↓

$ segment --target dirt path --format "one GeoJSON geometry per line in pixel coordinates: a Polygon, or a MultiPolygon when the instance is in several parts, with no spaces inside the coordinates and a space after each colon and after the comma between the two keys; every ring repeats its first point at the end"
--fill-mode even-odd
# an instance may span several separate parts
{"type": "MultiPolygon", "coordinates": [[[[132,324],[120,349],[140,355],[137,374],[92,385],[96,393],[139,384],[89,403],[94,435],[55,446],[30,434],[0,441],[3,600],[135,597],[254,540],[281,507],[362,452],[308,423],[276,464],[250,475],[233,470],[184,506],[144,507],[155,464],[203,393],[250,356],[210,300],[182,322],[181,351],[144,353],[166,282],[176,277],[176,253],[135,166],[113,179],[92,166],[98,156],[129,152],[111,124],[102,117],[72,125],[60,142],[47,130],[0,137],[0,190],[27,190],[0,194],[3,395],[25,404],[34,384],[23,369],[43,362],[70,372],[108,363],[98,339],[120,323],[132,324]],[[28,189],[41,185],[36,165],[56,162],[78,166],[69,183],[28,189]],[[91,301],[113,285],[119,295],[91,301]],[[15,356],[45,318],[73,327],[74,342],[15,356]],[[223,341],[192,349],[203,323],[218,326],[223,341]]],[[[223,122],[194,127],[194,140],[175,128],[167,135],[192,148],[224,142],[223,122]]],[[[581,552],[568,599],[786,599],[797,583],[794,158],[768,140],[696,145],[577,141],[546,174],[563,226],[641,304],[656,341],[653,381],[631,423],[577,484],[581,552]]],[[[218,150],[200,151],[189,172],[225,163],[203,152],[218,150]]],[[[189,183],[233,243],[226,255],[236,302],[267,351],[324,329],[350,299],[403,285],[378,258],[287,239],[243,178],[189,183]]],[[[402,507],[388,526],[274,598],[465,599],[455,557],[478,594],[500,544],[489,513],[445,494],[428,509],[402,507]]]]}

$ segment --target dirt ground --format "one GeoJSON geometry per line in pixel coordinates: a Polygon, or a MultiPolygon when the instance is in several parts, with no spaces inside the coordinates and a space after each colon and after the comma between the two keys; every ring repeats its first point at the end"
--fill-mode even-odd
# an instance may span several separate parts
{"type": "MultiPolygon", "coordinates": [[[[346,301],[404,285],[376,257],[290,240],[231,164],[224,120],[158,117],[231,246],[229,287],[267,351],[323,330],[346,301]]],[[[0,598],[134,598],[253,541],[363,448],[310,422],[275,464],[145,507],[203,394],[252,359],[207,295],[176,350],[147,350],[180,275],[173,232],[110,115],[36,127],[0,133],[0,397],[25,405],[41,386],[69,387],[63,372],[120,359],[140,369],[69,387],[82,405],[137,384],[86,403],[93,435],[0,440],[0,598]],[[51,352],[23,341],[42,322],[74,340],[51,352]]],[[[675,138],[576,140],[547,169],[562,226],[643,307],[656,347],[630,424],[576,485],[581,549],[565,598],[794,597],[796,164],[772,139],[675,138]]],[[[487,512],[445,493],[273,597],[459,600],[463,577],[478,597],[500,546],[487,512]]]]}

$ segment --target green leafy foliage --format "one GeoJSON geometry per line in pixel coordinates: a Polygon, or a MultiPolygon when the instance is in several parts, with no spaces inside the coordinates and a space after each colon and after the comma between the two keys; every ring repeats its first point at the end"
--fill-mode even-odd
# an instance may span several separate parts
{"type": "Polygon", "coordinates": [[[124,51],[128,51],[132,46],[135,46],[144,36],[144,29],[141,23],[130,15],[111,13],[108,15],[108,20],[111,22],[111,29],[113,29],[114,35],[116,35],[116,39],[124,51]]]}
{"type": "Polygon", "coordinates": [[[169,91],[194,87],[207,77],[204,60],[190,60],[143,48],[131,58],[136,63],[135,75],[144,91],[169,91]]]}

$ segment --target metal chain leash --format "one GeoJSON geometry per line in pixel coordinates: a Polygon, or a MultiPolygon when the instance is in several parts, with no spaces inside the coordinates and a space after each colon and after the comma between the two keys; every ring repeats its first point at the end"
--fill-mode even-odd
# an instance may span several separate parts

↑

■ Description of the task
Write out all records exactly, keeping every detail.

■ Answer below
$ segment --target dirt path --format "one GeoJSON geometry per line in pixel coordinates: a Polygon, or a MultiPolygon when the instance is in several parts, with no spaces inside the coordinates and a space after each colon and after the comma between the two keys; every ring repeats its first point at the end"
--fill-mode even-odd
# an instance may span several separate parts
{"type": "MultiPolygon", "coordinates": [[[[132,324],[120,349],[140,355],[137,374],[92,385],[96,393],[139,384],[89,403],[94,435],[55,446],[30,434],[0,441],[3,600],[135,597],[254,540],[281,507],[362,452],[308,423],[276,464],[250,475],[233,470],[184,506],[144,507],[155,464],[203,393],[250,356],[210,300],[182,322],[181,351],[144,353],[166,282],[176,277],[176,253],[135,166],[113,179],[92,166],[98,156],[129,152],[111,124],[102,117],[72,125],[60,142],[47,130],[0,137],[0,190],[27,190],[0,194],[3,395],[25,404],[34,384],[23,369],[43,362],[70,372],[108,363],[98,339],[120,323],[132,324]],[[28,189],[41,185],[36,165],[56,162],[78,166],[69,183],[28,189]],[[91,301],[113,285],[119,295],[91,301]],[[15,356],[45,318],[73,327],[74,342],[15,356]],[[223,341],[192,349],[203,323],[218,326],[223,341]]],[[[223,122],[194,127],[194,140],[175,128],[167,135],[192,148],[224,142],[223,122]]],[[[581,552],[568,599],[786,599],[797,583],[794,158],[768,140],[696,145],[577,141],[546,174],[563,226],[641,304],[656,341],[653,381],[631,423],[577,484],[581,552]]],[[[218,150],[200,151],[189,172],[225,163],[203,152],[218,150]]],[[[189,183],[233,243],[226,255],[236,302],[267,351],[324,329],[350,299],[403,285],[378,258],[287,239],[243,178],[189,183]]],[[[402,507],[388,526],[274,598],[465,599],[455,557],[478,594],[500,544],[489,513],[445,494],[428,509],[402,507]]]]}

$ segment --target dirt ground --format "one GeoJSON geometry per line in pixel coordinates: a Polygon, or a MultiPolygon when the instance is in several parts, with no spaces inside the coordinates and a space after each colon and after the comma between the two keys; every ring repeats its first point at the end"
--fill-mode even-odd
# an instance may span several separate parts
{"type": "MultiPolygon", "coordinates": [[[[346,301],[404,285],[376,257],[290,240],[231,164],[224,120],[158,117],[231,246],[229,287],[267,351],[323,330],[346,301]]],[[[0,598],[134,598],[253,541],[363,448],[310,422],[275,464],[145,507],[203,394],[252,359],[207,295],[176,350],[147,350],[180,275],[173,232],[110,115],[36,127],[0,133],[0,397],[25,405],[41,386],[69,387],[63,372],[120,359],[140,369],[69,387],[82,405],[137,384],[86,403],[93,435],[0,440],[0,598]],[[51,352],[23,341],[42,322],[74,340],[51,352]]],[[[675,138],[576,140],[547,169],[562,226],[643,307],[656,347],[630,424],[576,485],[581,549],[565,598],[794,597],[796,164],[772,139],[675,138]]],[[[487,512],[445,493],[273,597],[459,600],[463,577],[478,597],[500,546],[487,512]]]]}

$ segment --target green leafy foliage --format "one GeoJSON geometry per line in pixel coordinates: a Polygon, or a MultiPolygon when the instance is in several parts, with no spaces inside the coordinates and a space after each colon and after the comma between the two keys; every ring repeats its first point at the end"
--fill-mode even-odd
# an instance may span several separate parts
{"type": "Polygon", "coordinates": [[[124,51],[128,51],[132,46],[135,46],[144,36],[144,29],[141,23],[130,15],[111,13],[108,15],[108,20],[111,22],[111,29],[113,29],[114,35],[116,35],[116,39],[124,51]]]}
{"type": "Polygon", "coordinates": [[[169,91],[194,87],[207,77],[204,60],[190,60],[143,48],[131,58],[136,63],[135,75],[144,91],[169,91]]]}

$ segment --target metal chain leash --format "one GeoJSON geometry per line in pixel coordinates: a Polygon, or a MultiPolygon when the instance is in several parts, with no spaces inside the coordinates and a space after each colon and after the comma between the two keys; every ring repeats its first point at the end"
--fill-mode even-odd
# an instance may span several separate parts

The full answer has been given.